**任务要求 1**
数一数下方数据中有多少行含有“suit”这个词，只回答数字。

**文章**
***
大数据_Flume

最新推荐文章于 2024-05-08 00:29:28 发布

平揽星尘

最新推荐文章于 2024-05-08 00:29:28 发布

阅读量68

点赞数

分类专栏：大数据文章标签： flume

本文链接：https://blog.csdn.net/qq_15764943/article/details/90518845

版权

大数据专栏收录该内容

10 篇文章 0 订阅

订阅专栏

简介

1、Flume是一个分布式、可靠、和高可用的海量日志采集、聚合和传输的系统。
2、Flume可以采集文件，socket数据包、文件、文件夹、kafka等各种形式源数据，又可以将采集到的数据(下沉sink)输出到HDFS、hbase、hive、kafka等众多外部存储系统中
3、一般的采集需求，通过对ﬂume的简单配置即可实现
4、Flume针对特殊场景也具备良好的自定义扩展能力，因此，ﬂume可以适用于大部分的日常数据采集场景

架构

在这里插入图片描述

案例

监听网络

在ﬂume的conf目录下新建一个配置文件（采集方案）。
本地开发信息通信服务，其它客户端通过netcat 192.168.237.131 8888 向flume实时发送数据，输出到日志。

#定义agent名， source、channel、sink的名称
a1.sources = r1
a1.channels = c1
a1.sinks = k1

#具体定义source
a1.sources.r1.type = netcat
a1.sources.r1.bind = localhost
a1.sources.r1.port = 8888

#具体定义channel
a1.channels.c1.type = memory
a1.channels.c1.capacity = 1000
a1.channels.c1.transactionCapacity = 100

#具体定义sink
a1.sinks.k1.type = logger

#组装source、channel、sink
a1.sources.r1.channels = c1
a1.sinks.k1.channel = c1

采集目录到 HDFS

1、需求
某服务器的某特定目录下，会不断产生新的文件，每当有新文件出现，就需要把文件采集到HDFS中去

2、分析
根据需求，首先定义以下3大要素

数据源组件，即source ——监控文件目录 : spooldir
1. 监视一个目录，只要目录中出现新文件，就会采集文件中的内容
2. 采集完成的文件，会被agent自动添加一个后缀：COMPLETED
3. 所监视的目录中不允许重复出现相同文件名的文件
下沉组件，即sink——HDFS文件系统 : hdfs sink
通道组件，即channel——可用ﬁle channel 也可以用内存channel

3、Flume 配置文件
cd /export/servers/apache-flume-1.8.0-bin/conf
mkdir -p /export/servers/dirfile
vim spooldir.conf

# Name the components on this agent 
a1.sources = r1 a1.sinks = k1 
a1.channels = c1 
# Describe/configure the source 
##注意：不能往监控目中重复丢同名文件 
a1.sources.r1.type = spooldir 
a1.sources.r1.spoolDir = /export/servers/dirfile 
a1.sources.r1.fileHeader = true 
# Describe the sink 
a1.sinks.k1.type = hdfs 
a1.sinks.k1.channel = c1 
a1.sinks.k1.hdfs.path = hdfs://node01:8020/spooldir/files/%y-%m-%d/%H%M/ 
a1.sinks.k1.hdfs.filePrefix = events- 
a1.sinks.k1.hdfs.round = true 
a1.sinks.k1.hdfs.roundValue = 10 
a1.sinks.k1.hdfs.roundUnit = minute 
a1.sinks.k1.hdfs.rollInterval = 3 
a1.sinks.k1.hdfs.rollSize = 20 
a1.sinks.k1.hdfs.rollCount = 5 
a1.sinks.k1.hdfs.batchSize = 1 
a1.sinks.k1.hdfs.useLocalTimeStamp = true 
#生成的文件类型，默认是Sequencefile，可用DataStream，则为普通文本 
a1.sinks.k1.hdfs.fileType = DataStream 
# Use a channel which buffers events in memory 
a1.channels.c1.type = memory 
a1.channels.c1.capacity = 1000 
a1.channels.c1.transactionCapacity = 100 
# Bind the source and sink to the channel 
a1.sources.r1.channels = c1 
a1.sinks.k1.channel = c1

Channel参数解释
capacity：默认该通道中最大的可以存储的event数量
trasactionCapacity：每次最大可以从source中拿到或者送到sink中的event数量
keep-alive：event添加到通道中或者移出的允许时间

4、启动 Flume
bin/flume-ng agent -c ./conf -f ./conf/spooldir.conf -n a1 -Dflume.root.logger=INFO,console

5、上传文件到指定目录
cd /export/servers/dirfile

说明：将不同的文件上传到下面目录里面去，注意文件不能重名。
***
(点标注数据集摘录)
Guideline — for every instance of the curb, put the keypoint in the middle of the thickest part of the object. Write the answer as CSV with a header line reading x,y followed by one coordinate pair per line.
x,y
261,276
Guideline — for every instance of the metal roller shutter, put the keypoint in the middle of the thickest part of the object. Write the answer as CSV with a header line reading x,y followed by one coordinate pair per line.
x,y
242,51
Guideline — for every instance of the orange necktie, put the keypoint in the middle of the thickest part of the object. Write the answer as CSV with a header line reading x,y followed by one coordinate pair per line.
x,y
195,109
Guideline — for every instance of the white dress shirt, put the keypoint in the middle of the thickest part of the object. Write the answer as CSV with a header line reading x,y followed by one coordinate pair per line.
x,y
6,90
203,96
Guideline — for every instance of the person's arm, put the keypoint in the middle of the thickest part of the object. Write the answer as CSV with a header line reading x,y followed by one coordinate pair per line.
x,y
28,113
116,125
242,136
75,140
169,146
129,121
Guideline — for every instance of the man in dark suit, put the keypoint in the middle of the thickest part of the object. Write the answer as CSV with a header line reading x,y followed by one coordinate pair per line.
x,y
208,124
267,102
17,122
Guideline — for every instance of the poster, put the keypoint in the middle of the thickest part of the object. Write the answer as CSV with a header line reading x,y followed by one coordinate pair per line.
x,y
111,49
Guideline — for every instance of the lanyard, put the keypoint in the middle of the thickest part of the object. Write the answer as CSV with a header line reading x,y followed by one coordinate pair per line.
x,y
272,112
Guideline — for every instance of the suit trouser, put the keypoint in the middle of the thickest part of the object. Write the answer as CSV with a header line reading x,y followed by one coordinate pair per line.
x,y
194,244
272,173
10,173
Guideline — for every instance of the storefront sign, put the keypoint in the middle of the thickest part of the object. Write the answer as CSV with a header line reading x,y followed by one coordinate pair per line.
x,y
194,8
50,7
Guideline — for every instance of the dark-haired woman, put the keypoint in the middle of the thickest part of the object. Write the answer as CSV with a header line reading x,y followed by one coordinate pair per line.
***
**任务要求 2**
这篇关于Flume的文章为什么说Flume可以适用于大部分的日常数据采集场景？请用一到三句话说明。

**解答 1**
2

**解答 2**
因为Flume针对特殊场景也具备良好的自定义扩展能力，所以文章认为它可以适用于大部分的日常数据采集场景。